:: Exercise brief ::
Could you convert the records below into a two-column CSV with the headers "prompt" and "outline", one row per record? Put each record's text and its answer in a single quoted field apiece, with any line breaks replaced by spaces.

:: Exercise input ::
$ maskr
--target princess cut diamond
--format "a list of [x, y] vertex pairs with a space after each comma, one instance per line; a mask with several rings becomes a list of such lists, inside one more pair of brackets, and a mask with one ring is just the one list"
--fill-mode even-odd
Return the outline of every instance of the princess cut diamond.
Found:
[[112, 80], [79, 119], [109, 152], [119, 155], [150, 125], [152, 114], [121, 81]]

:: Written response ::
prompt,outline
"$ maskr --target princess cut diamond --format ""a list of [x, y] vertex pairs with a space after each comma, one instance per line; a mask with several rings becomes a list of such lists, inside one more pair of brackets, and a mask with one ring is just the one list"" --fill-mode even-odd Return the outline of every instance of the princess cut diamond. Found:","[[112, 80], [79, 119], [109, 152], [119, 155], [150, 125], [152, 114], [121, 81]]"